## WHAT IS NEEDED:
The whole of the data must be transcribed exactly.

## PROVIDED MATERIAL:

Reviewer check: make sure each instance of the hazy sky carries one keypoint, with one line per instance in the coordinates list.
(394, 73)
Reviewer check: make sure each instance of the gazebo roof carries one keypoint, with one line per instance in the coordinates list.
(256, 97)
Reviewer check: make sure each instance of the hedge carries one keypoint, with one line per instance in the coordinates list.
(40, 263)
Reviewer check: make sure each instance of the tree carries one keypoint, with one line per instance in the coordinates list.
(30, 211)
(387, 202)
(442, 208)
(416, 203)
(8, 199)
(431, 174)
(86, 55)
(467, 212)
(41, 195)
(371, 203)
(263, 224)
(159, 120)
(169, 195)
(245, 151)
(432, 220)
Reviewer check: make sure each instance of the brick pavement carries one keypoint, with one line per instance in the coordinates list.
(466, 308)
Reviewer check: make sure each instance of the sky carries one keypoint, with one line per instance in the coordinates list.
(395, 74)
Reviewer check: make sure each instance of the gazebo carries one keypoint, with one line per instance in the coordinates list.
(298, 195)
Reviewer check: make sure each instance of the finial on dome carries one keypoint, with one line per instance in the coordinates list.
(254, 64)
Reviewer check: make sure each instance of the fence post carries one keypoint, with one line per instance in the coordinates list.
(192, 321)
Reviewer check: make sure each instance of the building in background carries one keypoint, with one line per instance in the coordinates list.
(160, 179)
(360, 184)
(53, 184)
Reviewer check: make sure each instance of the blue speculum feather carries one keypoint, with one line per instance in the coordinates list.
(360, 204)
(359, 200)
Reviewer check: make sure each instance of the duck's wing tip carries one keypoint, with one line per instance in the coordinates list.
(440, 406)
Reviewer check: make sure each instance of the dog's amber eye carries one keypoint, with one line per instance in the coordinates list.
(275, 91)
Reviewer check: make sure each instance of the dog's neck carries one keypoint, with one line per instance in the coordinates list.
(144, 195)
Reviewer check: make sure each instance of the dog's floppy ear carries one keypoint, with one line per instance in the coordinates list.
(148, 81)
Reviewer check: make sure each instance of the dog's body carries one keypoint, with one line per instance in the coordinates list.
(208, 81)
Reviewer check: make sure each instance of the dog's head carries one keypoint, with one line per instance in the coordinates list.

## RESPONSE BELOW:
Reviewer check: make sure each instance of the hazy sky carries one keypoint, with one line per instance in the coordinates list.
(394, 73)
Reviewer check: make sure each instance of the gazebo roof carries one keypoint, with one line per instance in the coordinates list.
(256, 97)
Reviewer check: make sure each instance of the hedge carries one keypoint, with one line per instance in the coordinates list.
(40, 263)
Reviewer check: make sure each instance of the tree carries one keypoint, with one line per instance in the coordinates list.
(30, 211)
(387, 202)
(442, 208)
(416, 203)
(8, 199)
(431, 174)
(86, 55)
(467, 212)
(41, 195)
(371, 203)
(263, 224)
(159, 120)
(169, 195)
(245, 151)
(432, 220)
Reviewer check: make sure each instance of the brick pavement carries one keypoint, with one line per instance in the coordinates list.
(466, 308)
Reviewer check: make sure each instance of the sky carries one keypoint, with one line per instance in the coordinates list.
(395, 74)
Reviewer check: make sure each instance of the gazebo carries one keypoint, with one line per instance in the coordinates list.
(298, 195)
Reviewer check: make sure each instance of the finial on dome carries one keypoint, with one line per instance in the coordinates list.
(254, 64)
Reviewer check: make sure each instance of the fence post carries one keypoint, with one line per instance in the coordinates list.
(192, 321)
Reviewer check: make sure each instance of the building in background carries one keypoint, with one line per instance in the coordinates list.
(160, 179)
(360, 184)
(53, 184)
Reviewer check: make sure each instance of the blue speculum feather carries one keypoint, with one line per instance in the coordinates list.
(360, 204)
(359, 200)
Reviewer check: make sure each instance of the duck's wing tip carries one keypoint, with one line per instance in the coordinates list.
(440, 406)
Reviewer check: make sure each instance of the dog's amber eye carries one keypoint, with one line per instance in the coordinates list.
(275, 91)
Reviewer check: make sure each instance of the dog's neck carries one keypoint, with one line per instance in the coordinates list.
(144, 195)
Reviewer check: make sure each instance of the dog's floppy ear carries one keypoint, with one line per instance in the coordinates list.
(148, 81)
Reviewer check: make sure each instance of the dog's body carries one keypoint, with one line per instance in the coordinates list.
(208, 81)
Reviewer check: make sure each instance of the dog's head carries one keypoint, with one line per instance in the coordinates list.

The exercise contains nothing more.